> **Passage given**
###

[openstack-dev] [Fuel][Fuel-Library] Fuel CI issues
Dmitry Borodaenko
dborodaenko at mirantis.com
Mon Mar 7 07:33:08 UTC 2016
Aleksandra,
Very good point on separating the concerns about integration tests for
Fuel as a whole and verifying commits to a single component such as
fuel-library. In theory, it could support the right balance between
stable CI and up-to-date code, but only if we resolve the two remaining
problems: one small and technical and the other large and social.
You've already pointed out the first problem: update of fuel-library CI
environment is not yet fully automated, and so the environment is liable
to lag behind all involved components for days if not weeks.
This by itself is simple enough, if labourous, to work around (update it
manually every day, or after every successful BVT), but still leaves us
with the problem of motivation.
We've been discussing the CI duty for fuel-library integration with
puppet-openstack since more than a month ago [0], and it has
continuously failed to materialize. Within days of getting an action
item in that IRC meeting to arrange it, Andrew Maksimov has responded
privately that nobody in his team has time for this. And we all know
what "I don't have time" actually means [1]. Two weeks later, we were
ready to launch the integration and the question of CI duty came up
again [2], with the same result.
[0] http://eavesdrop.openstack.org/meetings/fuel/2016/fuel.2016-02-04-16.02.log.html#l-66
[1] http://lifehacker.com/5892948/instead-of-saying-i-dont-have-time-say-its-not-a-priority
[2] http://eavesdrop.openstack.org/meetings/fuel/2016/fuel.2016-02-18-16.00.log.html#l-190
Here we are two more weeks later, the integration is on, and the first
reaction from fuel-library core reviewers is "we don't have time to deal
with this, turn it back off right now". And I'm not just summarizing
Vladimir's email, on Friday we had a long thread on an internal mailing
list with exactly this in the subject line (my apologies, but my disgust
at the fact that it was started behind closed doors drowns any qualms
about dragging it back into the open).
After we change Fuel CI to use fixed, most recent to have passed BVT,
revisions of puppet-openstack modules, first thing that will happen is
that BVT on Fuel ISO will start failing again, while fuel-library CI
will continue to work. Without the pressure of failing commit
verification CI, fuel-library developers will have even less incentive
to keep fuel-library up to date with puppet-openstack (not to mention
pro-actively reviewing puppet-openstack commits to catch potential
regressions before they happen), and very soon Fuel QA team will get fed
up with not having a stable ISO for the swarm test, and will demand that
we go back to using fixed puppet-openstack revisions for the ISO, too.

###

> **What is asked**
(A) Decide whether each statement agrees with the Fuel CI message, answering yes or no and quoting the words that decide it: (i) Updating the fuel-library CI environment is already fully automated. (ii) Andrew Maksimov replied privately that nobody in his team had time for the CI duty. (iii) Once Fuel CI uses fixed puppet-openstack revisions, fuel-library CI will start failing.
(B) According to the Fuel CI message, on what day was the long thread on an internal mailing list held?

> **Recorded data**

###

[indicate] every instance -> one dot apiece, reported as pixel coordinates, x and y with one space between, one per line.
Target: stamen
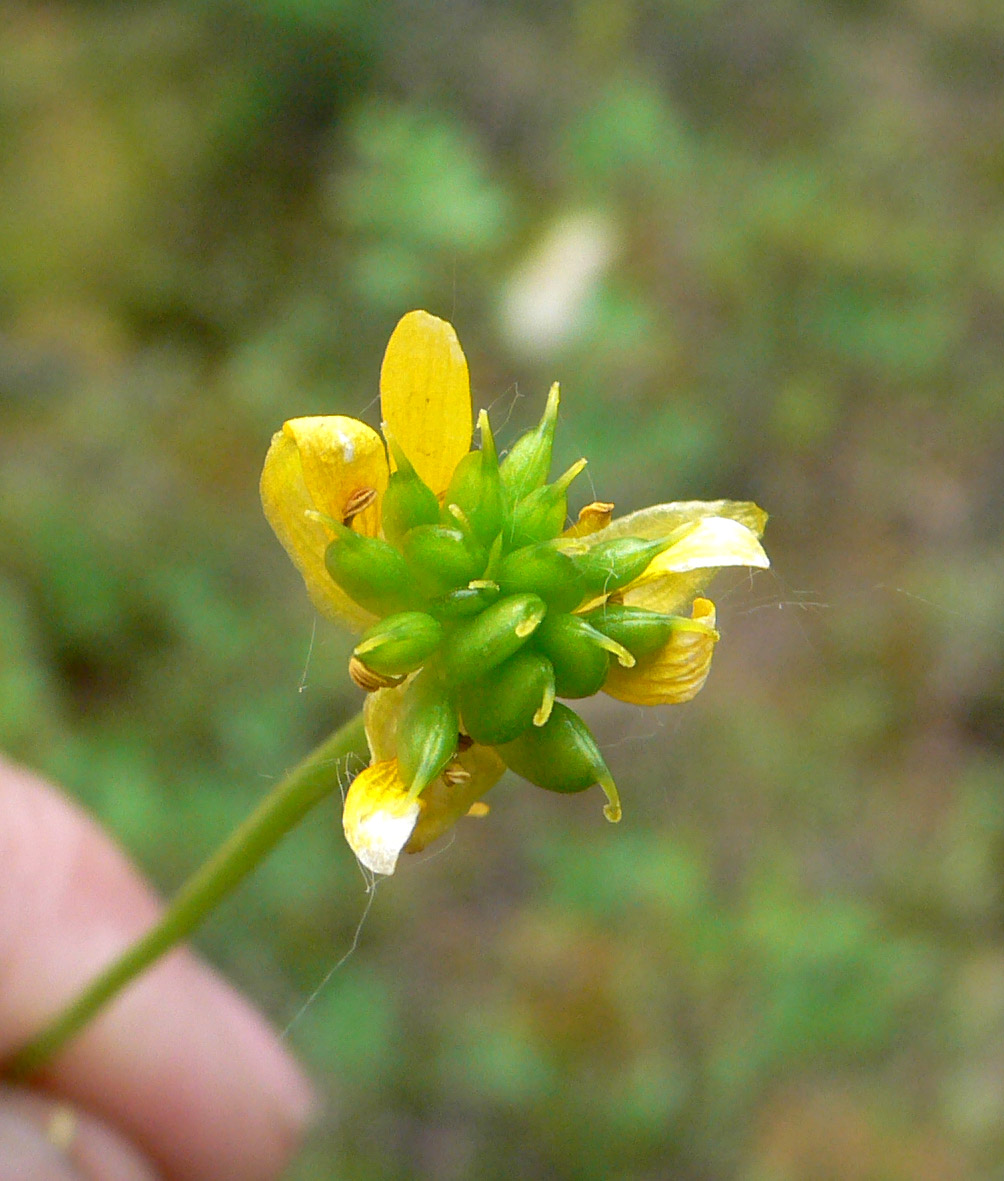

###

> **The responses**
(A)
(i) No: "update of fuel-library CI environment is not yet fully automated"
(ii) Yes: "Andrew Maksimov has responded privately that nobody in his team has time for this"
(iii) No: "BVT on Fuel ISO will start failing again, while fuel-library CI will continue to work"

(B) On Friday.